> What needs to be done
Look in the data below for the line that contains "Task: Q: Indicate the horse's mane". Copy that line and the remaining lines exactly.

> Record excerpts
────────
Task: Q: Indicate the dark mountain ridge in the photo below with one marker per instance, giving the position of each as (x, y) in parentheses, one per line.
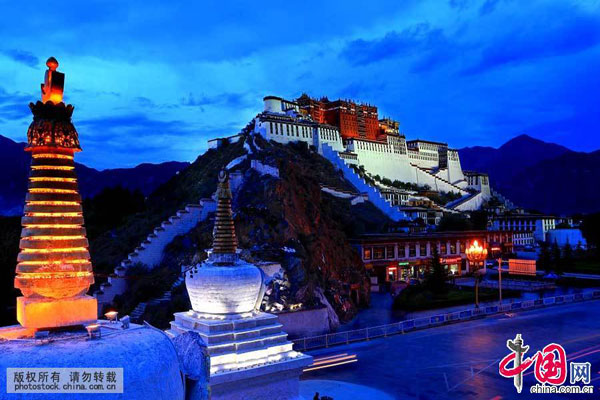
(539, 175)
(14, 163)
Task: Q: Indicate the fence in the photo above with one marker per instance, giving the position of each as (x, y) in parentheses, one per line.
(364, 334)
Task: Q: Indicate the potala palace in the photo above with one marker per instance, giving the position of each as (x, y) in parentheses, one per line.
(352, 135)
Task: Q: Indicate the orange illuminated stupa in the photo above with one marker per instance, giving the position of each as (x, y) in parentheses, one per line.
(54, 271)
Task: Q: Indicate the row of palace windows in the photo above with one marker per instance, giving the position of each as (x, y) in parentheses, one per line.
(329, 134)
(289, 130)
(424, 156)
(371, 146)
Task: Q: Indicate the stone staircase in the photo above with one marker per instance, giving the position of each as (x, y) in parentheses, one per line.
(150, 251)
(468, 202)
(507, 203)
(139, 310)
(440, 183)
(373, 193)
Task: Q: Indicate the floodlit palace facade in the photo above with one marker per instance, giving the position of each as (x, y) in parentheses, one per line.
(355, 132)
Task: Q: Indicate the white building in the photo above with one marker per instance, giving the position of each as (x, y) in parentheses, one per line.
(538, 225)
(390, 156)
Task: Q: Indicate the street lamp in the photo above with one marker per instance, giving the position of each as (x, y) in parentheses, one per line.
(500, 278)
(476, 255)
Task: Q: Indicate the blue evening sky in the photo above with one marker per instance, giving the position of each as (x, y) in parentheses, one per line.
(152, 81)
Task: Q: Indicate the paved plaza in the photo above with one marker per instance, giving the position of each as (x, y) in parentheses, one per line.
(460, 361)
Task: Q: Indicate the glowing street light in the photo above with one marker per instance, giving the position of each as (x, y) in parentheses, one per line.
(111, 316)
(476, 255)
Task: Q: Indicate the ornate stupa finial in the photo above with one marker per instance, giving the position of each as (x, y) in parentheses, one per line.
(54, 83)
(224, 238)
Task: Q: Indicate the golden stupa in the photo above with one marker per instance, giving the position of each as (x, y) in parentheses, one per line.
(54, 270)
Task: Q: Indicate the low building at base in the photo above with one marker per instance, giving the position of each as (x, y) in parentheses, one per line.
(395, 257)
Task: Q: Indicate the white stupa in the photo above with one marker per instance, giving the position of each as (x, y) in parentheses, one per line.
(250, 356)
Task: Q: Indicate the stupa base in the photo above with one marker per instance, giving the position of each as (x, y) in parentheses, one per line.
(44, 313)
(250, 356)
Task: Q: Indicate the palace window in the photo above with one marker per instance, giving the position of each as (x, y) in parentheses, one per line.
(378, 253)
(390, 252)
(423, 249)
(443, 249)
(412, 250)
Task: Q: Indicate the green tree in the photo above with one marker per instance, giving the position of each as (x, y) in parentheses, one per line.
(455, 222)
(557, 260)
(567, 259)
(436, 276)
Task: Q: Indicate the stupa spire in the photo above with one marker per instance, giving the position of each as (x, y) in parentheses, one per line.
(224, 238)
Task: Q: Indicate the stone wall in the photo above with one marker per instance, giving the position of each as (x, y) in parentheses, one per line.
(304, 323)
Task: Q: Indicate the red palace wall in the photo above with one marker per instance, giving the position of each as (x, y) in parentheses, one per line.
(353, 120)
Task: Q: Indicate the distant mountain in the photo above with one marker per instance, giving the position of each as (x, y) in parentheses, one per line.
(539, 175)
(14, 164)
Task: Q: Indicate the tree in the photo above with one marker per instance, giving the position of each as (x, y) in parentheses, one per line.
(436, 276)
(567, 259)
(454, 222)
(557, 260)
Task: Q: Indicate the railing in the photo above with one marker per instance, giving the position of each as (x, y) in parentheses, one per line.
(373, 332)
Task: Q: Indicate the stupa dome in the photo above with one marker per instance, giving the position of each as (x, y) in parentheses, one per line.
(224, 284)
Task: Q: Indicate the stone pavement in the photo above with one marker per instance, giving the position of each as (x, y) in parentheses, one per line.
(460, 361)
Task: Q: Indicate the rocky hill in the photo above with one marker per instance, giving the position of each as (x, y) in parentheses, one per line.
(14, 163)
(286, 219)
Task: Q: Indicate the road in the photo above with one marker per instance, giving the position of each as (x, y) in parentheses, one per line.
(460, 361)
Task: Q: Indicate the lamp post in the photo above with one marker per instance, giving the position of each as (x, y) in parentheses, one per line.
(500, 278)
(476, 255)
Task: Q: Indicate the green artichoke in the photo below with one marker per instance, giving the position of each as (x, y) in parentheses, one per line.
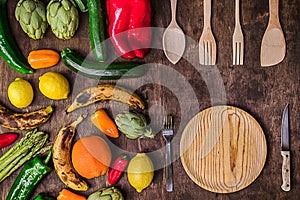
(63, 18)
(133, 125)
(31, 14)
(110, 193)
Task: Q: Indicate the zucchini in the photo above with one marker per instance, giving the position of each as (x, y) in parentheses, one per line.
(8, 47)
(97, 30)
(101, 70)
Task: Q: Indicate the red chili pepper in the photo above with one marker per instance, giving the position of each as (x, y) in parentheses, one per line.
(7, 138)
(130, 26)
(117, 169)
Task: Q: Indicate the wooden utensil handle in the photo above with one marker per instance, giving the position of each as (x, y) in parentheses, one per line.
(207, 13)
(286, 182)
(274, 7)
(173, 9)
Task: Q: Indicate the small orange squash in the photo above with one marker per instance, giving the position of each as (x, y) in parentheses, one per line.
(43, 58)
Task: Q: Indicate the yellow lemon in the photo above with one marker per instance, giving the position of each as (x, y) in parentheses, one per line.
(54, 85)
(140, 172)
(20, 93)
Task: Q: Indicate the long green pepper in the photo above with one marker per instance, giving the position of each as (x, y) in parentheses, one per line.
(30, 176)
(8, 47)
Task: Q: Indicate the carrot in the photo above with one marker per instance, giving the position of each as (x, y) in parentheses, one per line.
(68, 195)
(103, 122)
(43, 58)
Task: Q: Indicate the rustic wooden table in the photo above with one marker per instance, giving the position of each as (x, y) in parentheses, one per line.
(185, 89)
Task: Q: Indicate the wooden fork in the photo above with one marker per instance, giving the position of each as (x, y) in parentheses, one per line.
(207, 43)
(238, 38)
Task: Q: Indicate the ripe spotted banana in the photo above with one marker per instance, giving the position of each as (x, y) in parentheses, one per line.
(24, 121)
(62, 158)
(105, 92)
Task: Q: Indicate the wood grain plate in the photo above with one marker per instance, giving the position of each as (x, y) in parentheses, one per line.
(223, 149)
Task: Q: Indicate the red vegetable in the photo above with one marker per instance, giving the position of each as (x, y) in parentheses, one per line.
(116, 171)
(7, 138)
(133, 18)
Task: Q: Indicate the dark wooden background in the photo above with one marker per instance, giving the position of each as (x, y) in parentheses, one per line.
(263, 92)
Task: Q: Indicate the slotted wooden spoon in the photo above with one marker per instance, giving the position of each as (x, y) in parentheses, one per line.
(173, 38)
(273, 45)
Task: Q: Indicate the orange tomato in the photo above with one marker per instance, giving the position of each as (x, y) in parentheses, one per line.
(91, 156)
(104, 123)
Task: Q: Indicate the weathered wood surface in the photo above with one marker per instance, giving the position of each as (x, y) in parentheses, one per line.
(185, 89)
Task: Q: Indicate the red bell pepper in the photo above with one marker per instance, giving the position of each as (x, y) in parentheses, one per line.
(7, 139)
(117, 169)
(130, 26)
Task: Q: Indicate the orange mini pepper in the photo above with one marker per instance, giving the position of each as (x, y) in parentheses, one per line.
(43, 58)
(68, 195)
(104, 123)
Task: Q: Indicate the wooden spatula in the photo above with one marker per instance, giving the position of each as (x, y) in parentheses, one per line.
(273, 45)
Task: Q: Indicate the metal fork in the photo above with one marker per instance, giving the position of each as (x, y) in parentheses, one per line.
(238, 38)
(207, 42)
(168, 135)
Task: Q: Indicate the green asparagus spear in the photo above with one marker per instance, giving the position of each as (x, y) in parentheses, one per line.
(22, 161)
(18, 145)
(29, 146)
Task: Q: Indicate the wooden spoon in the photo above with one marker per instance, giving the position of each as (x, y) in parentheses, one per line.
(273, 45)
(173, 38)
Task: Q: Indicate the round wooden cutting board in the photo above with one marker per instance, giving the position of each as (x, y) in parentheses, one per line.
(223, 149)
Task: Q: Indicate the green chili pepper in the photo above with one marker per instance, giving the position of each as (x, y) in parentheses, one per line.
(43, 196)
(8, 47)
(31, 174)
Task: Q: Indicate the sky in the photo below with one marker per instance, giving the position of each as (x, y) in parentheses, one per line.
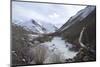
(57, 14)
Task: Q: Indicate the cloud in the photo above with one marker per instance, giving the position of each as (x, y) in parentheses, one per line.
(51, 13)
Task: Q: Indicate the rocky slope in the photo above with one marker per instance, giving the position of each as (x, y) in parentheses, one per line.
(80, 30)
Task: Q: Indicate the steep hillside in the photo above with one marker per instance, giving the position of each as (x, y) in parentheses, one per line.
(80, 30)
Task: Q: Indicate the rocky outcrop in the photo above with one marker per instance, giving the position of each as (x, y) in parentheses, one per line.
(72, 31)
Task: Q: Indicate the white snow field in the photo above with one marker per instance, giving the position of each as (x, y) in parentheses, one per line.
(57, 45)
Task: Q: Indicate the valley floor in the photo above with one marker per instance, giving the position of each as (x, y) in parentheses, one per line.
(57, 45)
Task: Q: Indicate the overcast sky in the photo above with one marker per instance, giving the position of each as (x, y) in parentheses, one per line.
(56, 14)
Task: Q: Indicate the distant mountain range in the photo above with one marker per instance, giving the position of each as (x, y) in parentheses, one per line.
(38, 27)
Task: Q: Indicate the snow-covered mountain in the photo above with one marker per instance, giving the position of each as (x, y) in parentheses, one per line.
(38, 27)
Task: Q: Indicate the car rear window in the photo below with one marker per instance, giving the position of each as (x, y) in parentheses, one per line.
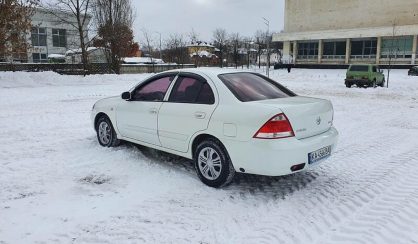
(361, 68)
(249, 87)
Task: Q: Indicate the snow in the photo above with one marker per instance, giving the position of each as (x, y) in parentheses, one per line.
(59, 186)
(142, 60)
(58, 56)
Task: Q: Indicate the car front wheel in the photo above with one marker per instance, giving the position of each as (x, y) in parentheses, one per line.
(106, 135)
(212, 164)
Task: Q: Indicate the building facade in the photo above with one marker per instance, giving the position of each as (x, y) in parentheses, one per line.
(354, 31)
(52, 36)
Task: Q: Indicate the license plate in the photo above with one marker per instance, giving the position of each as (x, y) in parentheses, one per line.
(319, 155)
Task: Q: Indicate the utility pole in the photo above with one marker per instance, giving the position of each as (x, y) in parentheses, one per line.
(161, 54)
(267, 23)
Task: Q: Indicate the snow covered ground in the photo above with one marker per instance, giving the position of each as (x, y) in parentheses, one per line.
(57, 185)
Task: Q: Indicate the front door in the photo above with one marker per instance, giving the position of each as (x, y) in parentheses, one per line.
(187, 111)
(137, 118)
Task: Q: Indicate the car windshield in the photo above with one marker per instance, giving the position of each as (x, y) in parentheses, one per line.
(362, 68)
(249, 87)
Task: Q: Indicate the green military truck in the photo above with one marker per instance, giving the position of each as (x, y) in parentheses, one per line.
(364, 75)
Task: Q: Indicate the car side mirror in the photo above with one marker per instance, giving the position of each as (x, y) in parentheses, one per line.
(126, 96)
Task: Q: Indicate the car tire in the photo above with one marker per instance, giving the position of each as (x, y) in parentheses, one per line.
(106, 134)
(212, 164)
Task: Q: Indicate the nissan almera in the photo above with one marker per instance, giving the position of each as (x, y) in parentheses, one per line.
(225, 121)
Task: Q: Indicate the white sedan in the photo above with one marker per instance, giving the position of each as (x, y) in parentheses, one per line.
(226, 121)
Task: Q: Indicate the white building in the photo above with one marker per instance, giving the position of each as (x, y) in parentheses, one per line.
(350, 31)
(50, 35)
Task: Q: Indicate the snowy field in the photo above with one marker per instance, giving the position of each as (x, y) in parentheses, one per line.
(57, 185)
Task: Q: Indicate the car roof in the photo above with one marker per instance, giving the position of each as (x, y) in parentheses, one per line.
(363, 65)
(209, 71)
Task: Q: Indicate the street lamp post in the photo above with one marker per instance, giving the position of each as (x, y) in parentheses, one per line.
(267, 23)
(161, 55)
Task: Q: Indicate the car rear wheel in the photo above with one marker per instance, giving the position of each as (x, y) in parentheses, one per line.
(106, 135)
(212, 164)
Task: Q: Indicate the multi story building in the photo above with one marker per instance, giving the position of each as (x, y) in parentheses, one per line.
(350, 31)
(52, 36)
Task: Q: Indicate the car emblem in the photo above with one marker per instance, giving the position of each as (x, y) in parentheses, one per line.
(318, 121)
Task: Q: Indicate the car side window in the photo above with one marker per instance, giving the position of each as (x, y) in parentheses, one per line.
(192, 90)
(153, 91)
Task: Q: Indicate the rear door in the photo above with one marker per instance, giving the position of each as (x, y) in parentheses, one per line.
(188, 110)
(137, 118)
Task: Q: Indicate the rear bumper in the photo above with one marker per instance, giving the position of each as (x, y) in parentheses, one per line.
(276, 157)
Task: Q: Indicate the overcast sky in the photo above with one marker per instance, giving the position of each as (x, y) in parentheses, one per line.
(204, 16)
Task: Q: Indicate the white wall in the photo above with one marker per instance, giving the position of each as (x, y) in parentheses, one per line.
(44, 19)
(314, 15)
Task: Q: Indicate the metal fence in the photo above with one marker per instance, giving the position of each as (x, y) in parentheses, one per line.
(78, 69)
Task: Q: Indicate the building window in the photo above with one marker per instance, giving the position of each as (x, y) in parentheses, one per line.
(39, 58)
(308, 50)
(364, 49)
(38, 36)
(334, 50)
(397, 47)
(59, 38)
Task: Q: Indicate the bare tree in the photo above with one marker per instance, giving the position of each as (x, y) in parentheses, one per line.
(114, 19)
(220, 40)
(176, 50)
(15, 22)
(392, 49)
(194, 36)
(80, 10)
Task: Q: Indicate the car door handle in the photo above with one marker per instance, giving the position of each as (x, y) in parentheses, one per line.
(199, 115)
(153, 110)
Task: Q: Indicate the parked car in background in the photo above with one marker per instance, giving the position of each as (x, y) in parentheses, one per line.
(226, 121)
(364, 75)
(413, 71)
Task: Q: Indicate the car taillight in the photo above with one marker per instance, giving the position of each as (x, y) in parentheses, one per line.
(277, 127)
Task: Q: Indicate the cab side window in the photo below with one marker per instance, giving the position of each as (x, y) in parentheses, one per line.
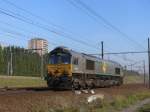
(117, 70)
(75, 61)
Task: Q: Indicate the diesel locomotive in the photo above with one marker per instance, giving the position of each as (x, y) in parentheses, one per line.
(68, 69)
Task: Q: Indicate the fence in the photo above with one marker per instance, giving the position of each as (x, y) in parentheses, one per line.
(20, 61)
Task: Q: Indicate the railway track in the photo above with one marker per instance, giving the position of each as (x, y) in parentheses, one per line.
(46, 89)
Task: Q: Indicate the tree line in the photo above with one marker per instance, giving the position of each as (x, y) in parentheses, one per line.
(24, 62)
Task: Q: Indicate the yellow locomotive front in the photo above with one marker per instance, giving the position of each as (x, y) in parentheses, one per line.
(59, 69)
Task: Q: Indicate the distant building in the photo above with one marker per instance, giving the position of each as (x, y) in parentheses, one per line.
(38, 43)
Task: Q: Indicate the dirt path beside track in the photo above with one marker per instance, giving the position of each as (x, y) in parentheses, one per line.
(134, 108)
(28, 100)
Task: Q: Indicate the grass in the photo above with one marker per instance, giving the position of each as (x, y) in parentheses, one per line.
(145, 108)
(21, 81)
(118, 103)
(133, 79)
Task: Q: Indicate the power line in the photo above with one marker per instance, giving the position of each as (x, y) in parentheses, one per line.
(95, 14)
(130, 52)
(46, 28)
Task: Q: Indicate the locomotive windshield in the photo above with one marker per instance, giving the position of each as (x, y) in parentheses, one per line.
(59, 58)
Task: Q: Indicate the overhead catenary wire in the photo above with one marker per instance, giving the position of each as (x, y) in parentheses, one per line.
(44, 27)
(100, 17)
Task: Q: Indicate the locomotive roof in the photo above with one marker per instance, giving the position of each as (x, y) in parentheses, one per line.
(75, 52)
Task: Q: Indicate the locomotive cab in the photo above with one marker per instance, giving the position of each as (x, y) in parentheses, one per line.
(59, 67)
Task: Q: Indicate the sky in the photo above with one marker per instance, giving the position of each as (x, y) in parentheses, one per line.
(70, 19)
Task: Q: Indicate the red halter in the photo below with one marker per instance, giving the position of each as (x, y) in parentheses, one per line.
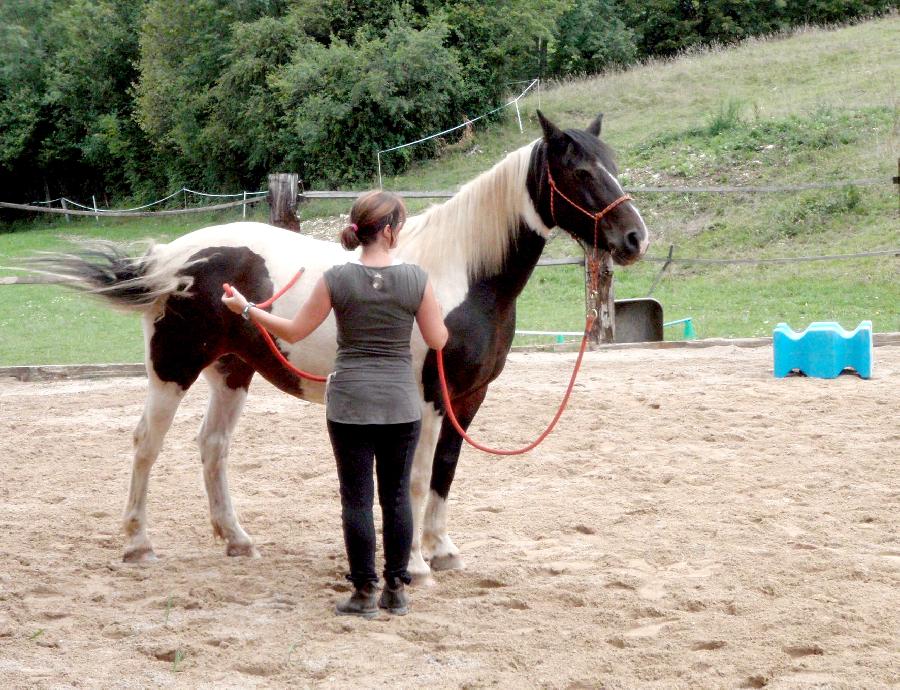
(554, 190)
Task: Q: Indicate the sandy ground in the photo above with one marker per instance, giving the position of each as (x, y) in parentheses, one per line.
(693, 522)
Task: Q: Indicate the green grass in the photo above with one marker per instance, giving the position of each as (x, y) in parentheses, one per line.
(816, 106)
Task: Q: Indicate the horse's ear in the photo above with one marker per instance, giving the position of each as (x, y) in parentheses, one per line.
(551, 131)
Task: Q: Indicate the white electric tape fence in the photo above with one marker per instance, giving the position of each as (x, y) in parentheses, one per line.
(183, 190)
(514, 102)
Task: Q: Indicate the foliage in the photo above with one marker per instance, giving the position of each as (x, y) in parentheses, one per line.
(128, 100)
(591, 35)
(343, 103)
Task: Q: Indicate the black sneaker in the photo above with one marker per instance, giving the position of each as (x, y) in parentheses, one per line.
(361, 602)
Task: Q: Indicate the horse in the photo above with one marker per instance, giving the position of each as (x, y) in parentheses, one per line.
(479, 249)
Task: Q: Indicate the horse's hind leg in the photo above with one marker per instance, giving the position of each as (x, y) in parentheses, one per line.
(229, 379)
(159, 410)
(421, 474)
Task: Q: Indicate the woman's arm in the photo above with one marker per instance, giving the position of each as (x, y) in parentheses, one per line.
(430, 320)
(308, 318)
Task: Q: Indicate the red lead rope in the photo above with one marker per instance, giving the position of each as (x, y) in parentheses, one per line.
(562, 406)
(267, 336)
(594, 266)
(445, 391)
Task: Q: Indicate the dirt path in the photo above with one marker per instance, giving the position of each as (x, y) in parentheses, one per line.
(693, 522)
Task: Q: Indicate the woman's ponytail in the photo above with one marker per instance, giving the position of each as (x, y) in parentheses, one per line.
(350, 237)
(371, 213)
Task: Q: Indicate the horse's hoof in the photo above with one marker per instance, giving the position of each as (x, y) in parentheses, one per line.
(452, 561)
(422, 579)
(246, 550)
(141, 554)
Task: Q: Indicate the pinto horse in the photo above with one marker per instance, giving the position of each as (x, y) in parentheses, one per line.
(479, 248)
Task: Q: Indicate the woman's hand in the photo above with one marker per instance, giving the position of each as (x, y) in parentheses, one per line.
(236, 302)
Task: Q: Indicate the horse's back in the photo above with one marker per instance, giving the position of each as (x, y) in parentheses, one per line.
(274, 245)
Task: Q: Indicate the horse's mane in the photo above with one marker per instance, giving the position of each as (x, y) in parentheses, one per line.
(474, 229)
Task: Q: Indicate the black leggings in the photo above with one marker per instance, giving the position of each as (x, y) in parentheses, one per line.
(392, 446)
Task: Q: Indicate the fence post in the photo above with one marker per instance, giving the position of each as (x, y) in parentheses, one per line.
(603, 300)
(282, 200)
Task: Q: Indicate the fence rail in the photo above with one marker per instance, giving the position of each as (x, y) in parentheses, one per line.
(579, 261)
(130, 214)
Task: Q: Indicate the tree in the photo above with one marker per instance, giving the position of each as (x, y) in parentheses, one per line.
(591, 35)
(342, 103)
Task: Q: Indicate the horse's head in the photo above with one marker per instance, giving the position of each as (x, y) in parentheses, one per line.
(577, 190)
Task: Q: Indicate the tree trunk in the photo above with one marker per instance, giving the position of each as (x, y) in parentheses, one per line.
(282, 200)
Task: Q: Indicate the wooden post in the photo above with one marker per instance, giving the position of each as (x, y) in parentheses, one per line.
(282, 200)
(603, 300)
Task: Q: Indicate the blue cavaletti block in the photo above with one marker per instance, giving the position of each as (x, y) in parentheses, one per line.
(823, 350)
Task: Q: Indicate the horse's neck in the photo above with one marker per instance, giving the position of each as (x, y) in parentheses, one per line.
(475, 235)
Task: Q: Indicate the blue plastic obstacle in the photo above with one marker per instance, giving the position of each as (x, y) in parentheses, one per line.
(823, 350)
────────
> Written answer
Task: Q: Indicate the horse's mane in the photo above with one marker per instance, giving the position of each as (x, y) in parentheses, one per line.
(474, 229)
Task: Q: Indicate the black leggings in the photo above with one marker per instance, giving the position of each as (x, y) in parentheses, one per line.
(392, 446)
Task: Q: Indicate the fence post in the photo above with one marker per instance, giving the position of each as (x, y) in parentheses, one per line.
(603, 300)
(282, 200)
Task: Q: Indicate the fence rail in the photo above with one marker per instance, giving the position of each as (x, y) in parentheses, one per line.
(579, 261)
(130, 214)
Task: Q: Indicate the tree in the photo above with one marker per instance, giving the position of each as (x, y) in parentheses, one per line.
(591, 35)
(342, 103)
Task: Q: Indicate the horse's head in the photo above with one marker per instance, giving the position of each as (x, y) in parentheses, one per line.
(577, 190)
Task: Q: Indicate the tree trunk in the photo above with one marker per instance, giving the position of each as (x, y) in parentheses, one per line.
(282, 200)
Task: Q: Indicate the wooden post in the photo above with one marker per instance, giving the position of each as (x, y) in parentheses, one per line.
(282, 200)
(603, 300)
Task: Q: Indicate the blue cavaletti block in the photo above with one marker per instance, giving the position of each as (x, y) in parentheses, one per line.
(823, 350)
Task: Q: Indicate the horse's neck in the photo above with one marker per instance, giving the position of each as (x, y) in parentheses, one per line.
(475, 235)
Task: Q: Indicate the blue plastic obstacle in the photo above with one marker per instance, giving the position of each as (x, y) in parentheses, one per line.
(823, 350)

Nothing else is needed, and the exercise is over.